=== Section Start ===

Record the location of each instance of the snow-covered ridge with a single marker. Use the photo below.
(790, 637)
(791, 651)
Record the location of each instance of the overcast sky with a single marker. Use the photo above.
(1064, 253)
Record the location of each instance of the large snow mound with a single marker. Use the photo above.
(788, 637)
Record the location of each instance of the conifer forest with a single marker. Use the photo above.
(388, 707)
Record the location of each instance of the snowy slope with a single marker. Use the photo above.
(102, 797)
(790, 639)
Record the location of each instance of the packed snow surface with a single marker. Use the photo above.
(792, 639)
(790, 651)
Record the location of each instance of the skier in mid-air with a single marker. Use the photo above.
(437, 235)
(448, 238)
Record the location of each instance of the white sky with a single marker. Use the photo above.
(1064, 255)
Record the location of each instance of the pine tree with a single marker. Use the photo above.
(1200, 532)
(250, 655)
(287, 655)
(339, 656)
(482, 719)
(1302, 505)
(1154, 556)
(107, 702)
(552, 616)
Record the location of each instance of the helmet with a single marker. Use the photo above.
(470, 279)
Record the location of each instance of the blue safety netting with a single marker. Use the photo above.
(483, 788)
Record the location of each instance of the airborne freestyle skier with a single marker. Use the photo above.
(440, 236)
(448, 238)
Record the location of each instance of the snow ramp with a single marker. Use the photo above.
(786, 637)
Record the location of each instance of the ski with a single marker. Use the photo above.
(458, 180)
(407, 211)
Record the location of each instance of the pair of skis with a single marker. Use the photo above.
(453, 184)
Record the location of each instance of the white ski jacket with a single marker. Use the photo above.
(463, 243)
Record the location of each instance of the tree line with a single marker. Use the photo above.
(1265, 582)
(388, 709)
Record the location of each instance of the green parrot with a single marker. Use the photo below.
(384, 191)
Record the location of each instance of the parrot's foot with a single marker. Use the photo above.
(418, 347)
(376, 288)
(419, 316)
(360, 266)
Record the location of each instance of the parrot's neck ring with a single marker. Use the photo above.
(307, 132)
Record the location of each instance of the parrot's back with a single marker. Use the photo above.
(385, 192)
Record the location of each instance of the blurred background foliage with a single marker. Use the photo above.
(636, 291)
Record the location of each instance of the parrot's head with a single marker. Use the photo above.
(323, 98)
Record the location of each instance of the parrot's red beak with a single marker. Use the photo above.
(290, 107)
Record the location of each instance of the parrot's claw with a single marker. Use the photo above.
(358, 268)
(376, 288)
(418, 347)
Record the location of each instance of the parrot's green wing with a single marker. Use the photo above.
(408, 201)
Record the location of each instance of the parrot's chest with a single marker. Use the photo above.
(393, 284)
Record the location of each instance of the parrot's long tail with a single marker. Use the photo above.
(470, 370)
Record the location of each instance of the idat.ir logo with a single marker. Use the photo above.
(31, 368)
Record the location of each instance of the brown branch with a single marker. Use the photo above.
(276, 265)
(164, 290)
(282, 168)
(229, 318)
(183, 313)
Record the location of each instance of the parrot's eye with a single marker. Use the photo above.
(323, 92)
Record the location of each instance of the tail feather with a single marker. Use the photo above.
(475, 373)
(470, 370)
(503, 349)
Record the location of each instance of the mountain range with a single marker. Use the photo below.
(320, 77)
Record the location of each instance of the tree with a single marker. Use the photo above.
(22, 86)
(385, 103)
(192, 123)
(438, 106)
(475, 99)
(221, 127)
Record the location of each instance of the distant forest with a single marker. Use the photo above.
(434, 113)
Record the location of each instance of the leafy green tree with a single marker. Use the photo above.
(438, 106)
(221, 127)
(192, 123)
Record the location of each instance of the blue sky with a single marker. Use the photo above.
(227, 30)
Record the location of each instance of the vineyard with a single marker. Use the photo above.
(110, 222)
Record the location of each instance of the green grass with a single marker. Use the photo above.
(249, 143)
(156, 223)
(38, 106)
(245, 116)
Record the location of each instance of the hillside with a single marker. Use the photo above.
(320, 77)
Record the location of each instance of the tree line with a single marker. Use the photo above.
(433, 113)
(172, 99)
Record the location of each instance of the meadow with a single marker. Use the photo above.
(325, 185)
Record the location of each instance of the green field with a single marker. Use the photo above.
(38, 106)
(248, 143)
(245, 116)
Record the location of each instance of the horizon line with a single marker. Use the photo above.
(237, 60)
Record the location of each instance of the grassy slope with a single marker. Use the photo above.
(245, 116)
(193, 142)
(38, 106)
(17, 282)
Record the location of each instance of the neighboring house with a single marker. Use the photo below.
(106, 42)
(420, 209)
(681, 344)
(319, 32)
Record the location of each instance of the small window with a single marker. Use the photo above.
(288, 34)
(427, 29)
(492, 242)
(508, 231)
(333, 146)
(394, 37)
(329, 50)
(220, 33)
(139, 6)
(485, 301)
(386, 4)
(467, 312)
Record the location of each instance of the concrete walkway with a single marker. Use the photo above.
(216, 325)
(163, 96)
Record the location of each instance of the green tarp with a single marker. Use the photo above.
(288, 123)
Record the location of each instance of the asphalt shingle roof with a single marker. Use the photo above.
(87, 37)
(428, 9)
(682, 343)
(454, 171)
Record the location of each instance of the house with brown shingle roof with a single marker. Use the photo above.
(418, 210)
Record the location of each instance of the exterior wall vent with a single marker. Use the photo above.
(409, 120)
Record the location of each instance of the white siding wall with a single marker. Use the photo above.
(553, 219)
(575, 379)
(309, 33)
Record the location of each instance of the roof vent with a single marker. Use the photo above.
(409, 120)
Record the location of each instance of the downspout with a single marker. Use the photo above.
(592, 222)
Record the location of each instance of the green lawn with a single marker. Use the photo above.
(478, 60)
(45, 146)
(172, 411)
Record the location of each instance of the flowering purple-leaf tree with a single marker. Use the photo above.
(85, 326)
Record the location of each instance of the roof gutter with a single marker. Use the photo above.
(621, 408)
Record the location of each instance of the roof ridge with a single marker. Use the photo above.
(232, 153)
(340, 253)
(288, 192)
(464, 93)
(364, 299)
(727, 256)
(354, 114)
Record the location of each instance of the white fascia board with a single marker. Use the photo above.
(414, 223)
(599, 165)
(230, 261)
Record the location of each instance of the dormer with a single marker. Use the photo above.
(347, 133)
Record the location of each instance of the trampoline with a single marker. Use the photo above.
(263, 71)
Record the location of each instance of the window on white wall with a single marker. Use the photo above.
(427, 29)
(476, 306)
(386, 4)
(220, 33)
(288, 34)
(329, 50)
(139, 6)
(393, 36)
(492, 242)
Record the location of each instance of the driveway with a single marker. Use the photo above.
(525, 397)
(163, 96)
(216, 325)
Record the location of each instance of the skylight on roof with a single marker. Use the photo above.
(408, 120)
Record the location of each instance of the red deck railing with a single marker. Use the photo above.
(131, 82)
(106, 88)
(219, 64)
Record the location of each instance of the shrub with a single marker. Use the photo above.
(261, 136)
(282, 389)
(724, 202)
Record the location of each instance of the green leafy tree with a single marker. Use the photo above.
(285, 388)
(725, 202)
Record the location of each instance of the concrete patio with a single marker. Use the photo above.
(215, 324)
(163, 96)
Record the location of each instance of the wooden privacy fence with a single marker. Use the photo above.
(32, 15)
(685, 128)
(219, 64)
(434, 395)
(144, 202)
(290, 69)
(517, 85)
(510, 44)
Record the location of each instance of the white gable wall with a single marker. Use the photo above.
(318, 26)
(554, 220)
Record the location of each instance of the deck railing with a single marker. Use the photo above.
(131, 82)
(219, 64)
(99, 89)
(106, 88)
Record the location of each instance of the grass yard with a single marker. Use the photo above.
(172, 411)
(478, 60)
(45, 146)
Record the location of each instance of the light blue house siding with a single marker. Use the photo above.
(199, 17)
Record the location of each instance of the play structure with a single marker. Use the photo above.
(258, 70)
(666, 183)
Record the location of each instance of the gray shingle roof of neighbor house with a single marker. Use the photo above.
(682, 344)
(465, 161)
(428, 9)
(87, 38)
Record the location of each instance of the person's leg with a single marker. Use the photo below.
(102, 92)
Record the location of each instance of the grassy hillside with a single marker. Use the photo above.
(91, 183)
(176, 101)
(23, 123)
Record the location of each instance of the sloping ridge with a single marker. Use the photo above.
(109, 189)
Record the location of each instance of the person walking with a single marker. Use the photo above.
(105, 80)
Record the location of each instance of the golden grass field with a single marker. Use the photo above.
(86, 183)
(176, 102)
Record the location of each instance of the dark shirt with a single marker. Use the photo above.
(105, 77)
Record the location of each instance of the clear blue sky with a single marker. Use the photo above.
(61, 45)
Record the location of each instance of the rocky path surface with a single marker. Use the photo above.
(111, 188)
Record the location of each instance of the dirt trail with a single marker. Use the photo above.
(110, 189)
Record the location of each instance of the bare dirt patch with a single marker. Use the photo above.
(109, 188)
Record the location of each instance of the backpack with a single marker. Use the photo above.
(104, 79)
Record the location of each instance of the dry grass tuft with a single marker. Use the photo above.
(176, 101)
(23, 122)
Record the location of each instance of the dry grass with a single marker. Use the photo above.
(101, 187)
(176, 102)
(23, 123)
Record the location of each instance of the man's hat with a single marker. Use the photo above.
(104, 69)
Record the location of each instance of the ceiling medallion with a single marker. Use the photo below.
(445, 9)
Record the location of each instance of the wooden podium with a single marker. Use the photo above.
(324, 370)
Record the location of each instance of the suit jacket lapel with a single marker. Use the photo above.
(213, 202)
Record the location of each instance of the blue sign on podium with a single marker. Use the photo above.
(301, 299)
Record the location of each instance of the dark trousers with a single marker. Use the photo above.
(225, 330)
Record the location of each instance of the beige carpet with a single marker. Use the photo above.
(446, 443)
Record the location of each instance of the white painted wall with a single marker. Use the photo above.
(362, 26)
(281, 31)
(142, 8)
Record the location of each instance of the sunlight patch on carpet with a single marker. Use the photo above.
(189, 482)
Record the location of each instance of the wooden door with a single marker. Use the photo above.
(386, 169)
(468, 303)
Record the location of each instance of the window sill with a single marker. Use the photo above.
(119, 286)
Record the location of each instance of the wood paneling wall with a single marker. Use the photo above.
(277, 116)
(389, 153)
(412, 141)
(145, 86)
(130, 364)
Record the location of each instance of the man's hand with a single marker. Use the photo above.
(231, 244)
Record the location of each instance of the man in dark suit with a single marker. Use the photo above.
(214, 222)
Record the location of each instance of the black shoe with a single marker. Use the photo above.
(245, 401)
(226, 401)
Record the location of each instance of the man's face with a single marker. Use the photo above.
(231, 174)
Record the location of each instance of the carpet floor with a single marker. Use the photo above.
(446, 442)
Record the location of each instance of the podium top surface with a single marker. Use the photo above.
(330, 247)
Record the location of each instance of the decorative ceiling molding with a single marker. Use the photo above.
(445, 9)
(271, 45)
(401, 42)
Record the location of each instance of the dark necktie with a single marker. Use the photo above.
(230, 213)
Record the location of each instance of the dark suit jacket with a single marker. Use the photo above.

=== Section End ===

__Work to complete__
Set out exactly the lines from the one bearing "Record the location of each instance of the man's face" through the end of the data, including both ends and omitting all others.

__The answer__
Record the location of each instance of the man's face with a single marker. Use the photo above.
(231, 174)
Record the location of each instance of the carpet floor with a single marker. Use the photo above.
(446, 442)
Record the location of each instance of the podium top surface with a single marker. Use the photo above.
(330, 247)
Record the location of each instance of the decorative ceiling molding with a single marker. Use the photo above.
(445, 9)
(271, 45)
(401, 42)
Record the location of each instance of the dark necktie with a single marker. Use the photo above.
(230, 213)
Record the location of each instance of the dark suit jacket with a single marker. Use the photo above.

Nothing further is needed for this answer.